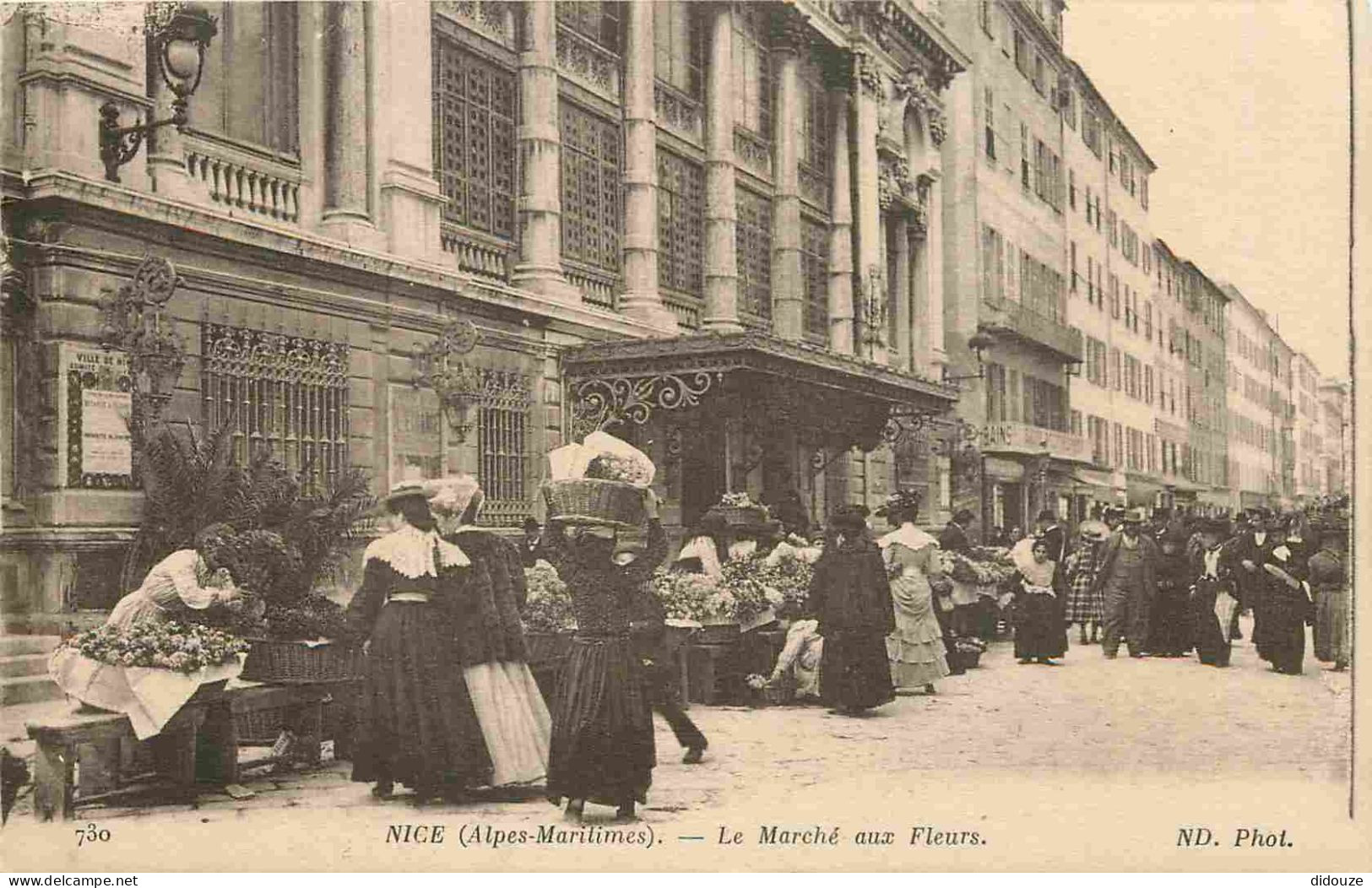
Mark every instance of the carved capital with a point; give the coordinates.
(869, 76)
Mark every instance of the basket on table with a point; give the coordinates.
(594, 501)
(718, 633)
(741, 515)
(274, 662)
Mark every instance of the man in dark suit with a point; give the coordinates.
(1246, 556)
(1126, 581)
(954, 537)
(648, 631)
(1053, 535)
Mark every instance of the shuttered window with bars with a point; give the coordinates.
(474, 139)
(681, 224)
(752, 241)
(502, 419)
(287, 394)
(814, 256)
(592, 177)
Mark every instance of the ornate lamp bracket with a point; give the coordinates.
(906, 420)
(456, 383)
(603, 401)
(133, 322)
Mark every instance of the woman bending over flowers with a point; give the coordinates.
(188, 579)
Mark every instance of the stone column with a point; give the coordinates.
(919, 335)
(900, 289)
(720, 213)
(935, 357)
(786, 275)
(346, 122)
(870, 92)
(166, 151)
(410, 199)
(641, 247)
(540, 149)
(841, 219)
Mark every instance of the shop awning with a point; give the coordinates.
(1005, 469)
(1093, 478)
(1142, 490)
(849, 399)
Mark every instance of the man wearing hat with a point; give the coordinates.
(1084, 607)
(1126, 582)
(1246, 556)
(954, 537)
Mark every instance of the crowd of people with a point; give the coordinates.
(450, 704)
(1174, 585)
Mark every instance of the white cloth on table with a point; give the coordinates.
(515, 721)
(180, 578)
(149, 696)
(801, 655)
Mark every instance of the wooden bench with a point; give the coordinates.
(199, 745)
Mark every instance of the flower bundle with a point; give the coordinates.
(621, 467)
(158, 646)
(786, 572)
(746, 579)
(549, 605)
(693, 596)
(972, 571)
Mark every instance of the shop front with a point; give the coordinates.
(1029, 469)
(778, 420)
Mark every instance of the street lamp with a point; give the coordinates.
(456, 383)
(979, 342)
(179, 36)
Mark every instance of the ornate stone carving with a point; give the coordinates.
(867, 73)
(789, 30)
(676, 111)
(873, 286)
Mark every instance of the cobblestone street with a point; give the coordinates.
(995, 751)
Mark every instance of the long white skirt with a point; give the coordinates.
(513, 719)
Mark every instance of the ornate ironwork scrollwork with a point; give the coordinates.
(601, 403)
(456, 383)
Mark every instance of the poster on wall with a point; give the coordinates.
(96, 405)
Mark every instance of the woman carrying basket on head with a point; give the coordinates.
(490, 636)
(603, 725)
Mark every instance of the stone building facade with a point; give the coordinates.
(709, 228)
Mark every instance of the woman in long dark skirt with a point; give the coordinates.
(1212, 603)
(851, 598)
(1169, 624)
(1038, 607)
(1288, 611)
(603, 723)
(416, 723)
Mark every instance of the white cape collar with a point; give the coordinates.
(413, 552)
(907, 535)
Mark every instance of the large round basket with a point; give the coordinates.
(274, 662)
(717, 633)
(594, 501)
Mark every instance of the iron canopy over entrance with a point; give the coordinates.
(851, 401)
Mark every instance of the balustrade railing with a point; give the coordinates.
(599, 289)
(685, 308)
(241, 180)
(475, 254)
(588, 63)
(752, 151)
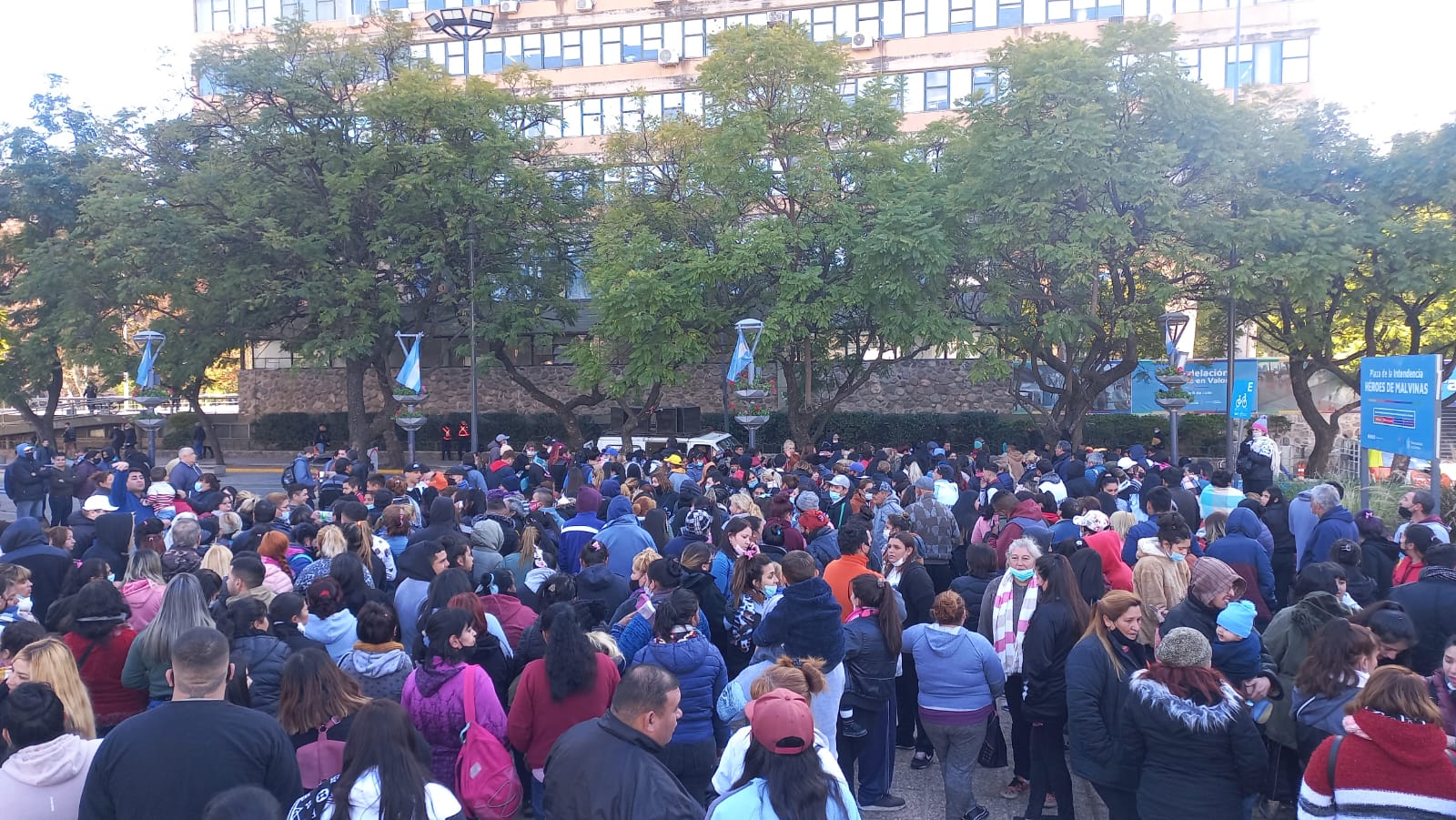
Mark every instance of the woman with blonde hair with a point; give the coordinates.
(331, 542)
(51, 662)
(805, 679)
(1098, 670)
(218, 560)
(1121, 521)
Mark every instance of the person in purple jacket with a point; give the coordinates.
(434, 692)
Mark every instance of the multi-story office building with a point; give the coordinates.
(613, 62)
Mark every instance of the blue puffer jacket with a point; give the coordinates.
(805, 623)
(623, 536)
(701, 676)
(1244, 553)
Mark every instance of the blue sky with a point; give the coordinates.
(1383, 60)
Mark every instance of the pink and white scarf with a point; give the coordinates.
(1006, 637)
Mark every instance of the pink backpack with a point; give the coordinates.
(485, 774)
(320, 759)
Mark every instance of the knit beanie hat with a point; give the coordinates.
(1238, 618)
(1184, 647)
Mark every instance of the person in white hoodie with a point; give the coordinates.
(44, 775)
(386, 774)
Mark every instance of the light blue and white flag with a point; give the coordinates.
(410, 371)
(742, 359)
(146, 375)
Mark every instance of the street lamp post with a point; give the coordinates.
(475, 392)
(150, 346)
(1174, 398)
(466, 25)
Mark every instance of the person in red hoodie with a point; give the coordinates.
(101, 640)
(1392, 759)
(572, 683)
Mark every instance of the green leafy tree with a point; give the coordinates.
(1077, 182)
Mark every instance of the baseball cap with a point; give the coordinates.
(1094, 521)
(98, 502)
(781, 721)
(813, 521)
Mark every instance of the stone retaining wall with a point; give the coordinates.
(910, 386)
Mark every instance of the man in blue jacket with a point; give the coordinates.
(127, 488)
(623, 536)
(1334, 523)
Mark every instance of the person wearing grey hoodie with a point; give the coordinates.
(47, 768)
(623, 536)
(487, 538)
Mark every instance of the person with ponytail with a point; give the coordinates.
# # #
What you will do: Your answer must be an exact transcription of the records above, minus the pictures.

Exercise response:
Mark every instance of the carved capital with a point; give the coordinates.
(869, 76)
Mark every instance of the basket on table with a point; give the coordinates.
(594, 501)
(718, 633)
(741, 515)
(274, 662)
Mark every instance of the man in dark suit with a point; give the coordinates.
(1246, 556)
(1126, 581)
(954, 537)
(648, 631)
(1053, 535)
Mark every instance of the shuttered window with bars with a point; give the coordinates.
(474, 139)
(681, 224)
(752, 241)
(502, 419)
(287, 394)
(814, 256)
(592, 177)
Mark every instance of the ornate lamp bracket with a point; give the coordinates.
(906, 420)
(456, 383)
(603, 401)
(133, 322)
Mark every instance of the woman bending over flowers with a point; give the coordinates.
(188, 579)
Mark every instance of the stone column with a point; give the coordinates.
(919, 335)
(900, 289)
(720, 213)
(935, 357)
(786, 275)
(346, 122)
(870, 92)
(166, 151)
(410, 199)
(641, 247)
(540, 149)
(841, 219)
Mark every instance of the shop awning with a point; give the coordinates.
(1005, 469)
(1093, 478)
(1142, 490)
(849, 399)
Mark every instance of the man wearing hat with a point; give the coordinates.
(1084, 607)
(1126, 582)
(1246, 556)
(954, 537)
Mark every instance of the crowd of people with a point; give the coordinates.
(450, 704)
(1174, 585)
Mark every instance of the white cloth on table with a point; give the coordinates.
(515, 721)
(180, 578)
(149, 696)
(801, 655)
Mark every instance of the wooden bench with a point; give the coordinates.
(199, 745)
Mark every instance of the flower bundle with a point; give the coordinates.
(621, 467)
(158, 646)
(786, 572)
(746, 579)
(549, 605)
(693, 596)
(972, 571)
Mark every instance of the shop front with a point; give the coordinates.
(1029, 469)
(778, 420)
Mark every instance of the street lamp with a point; give the coordinates.
(456, 383)
(979, 342)
(179, 36)
Mark every instance of the ornate stone carving with a point; give the coordinates.
(867, 73)
(789, 30)
(676, 111)
(873, 286)
Mark every instance of the cobblestone street with a point; give the coordinates.
(995, 751)
Mark every instance of the long white skirt with a point; give the coordinates.
(513, 719)
Mark every instance of the ornate ironwork scrollwork with a point; give the coordinates.
(601, 403)
(456, 383)
Mark every instance of the poster on wall with a point; give the coordinates.
(96, 405)
Mark every instance of the woman carrying basket on head with a point; give the coordinates.
(490, 636)
(603, 725)
Mark every instance of the stone building facade with a point; give the coordinates.
(709, 228)
Mark every instance of the woman in long dark skirt with a point; give the coordinates.
(1212, 603)
(851, 598)
(1169, 624)
(1038, 607)
(1288, 611)
(603, 723)
(416, 723)
Mark every instance of the white cape collar with a point; give the coordinates.
(413, 552)
(907, 535)
Mark every instance of the large round basket with a point; give the coordinates.
(274, 662)
(717, 633)
(594, 501)
Mark every instance of the iron canopy over entrance with a point; give the coordinates.
(851, 401)
Mark every instance of the balustrade railing with a point; give the coordinates.
(599, 289)
(685, 308)
(241, 180)
(475, 254)
(588, 63)
(752, 151)
Mark every instance of the woman with blonde hair with a point; give the coordinates.
(331, 542)
(51, 662)
(805, 679)
(1098, 670)
(218, 560)
(1121, 521)
Mark every instance of the person in purple jacket with a point; give the coordinates.
(434, 692)
Mark every instance of the multi-story office building with a point; give the coordinates.
(613, 62)
Mark every instance of the blue puffer jacket with a point; give the coordinates.
(805, 623)
(623, 536)
(701, 676)
(1244, 553)
Mark every instance of the blue sky with a point; give the coordinates.
(1383, 60)
Mark every instance of the pink and white scarf with a point; give the coordinates.
(1006, 637)
Mark every instance of the pink backpack with a point; give the coordinates.
(485, 774)
(320, 759)
Mark every instance of the knit beanie hat with a point; give the coordinates.
(1238, 618)
(1184, 647)
Mark every instance of the person in white hoodie with a point; give the coordinates.
(44, 775)
(386, 774)
Mark every instance of the light blue and white flag with a point; give the coordinates.
(410, 371)
(742, 359)
(146, 375)
Mark every instance of the street lamp post with a point; give the coordinates.
(475, 392)
(150, 346)
(1174, 398)
(466, 25)
Mark every instance of the person in red hoodie with a point; give the coordinates.
(101, 640)
(1392, 759)
(572, 683)
Mark every instance of the green leafy tree with a point; give the coordinates.
(1077, 182)
Mark every instance of the baseball cap with a point; give the coordinates.
(1094, 521)
(98, 502)
(781, 721)
(813, 521)
Mark every instance of the stone retaining wall with a point; give the coordinates.
(910, 386)
Mark every instance of the man in blue jacket with a point; give the coordinates.
(127, 488)
(623, 536)
(1334, 523)
Mark every instance of the person wearing grey hoodie with a point; give the coordinates.
(47, 768)
(623, 536)
(487, 538)
Mark every instance of the person with ponytail with a point; give the coordinates.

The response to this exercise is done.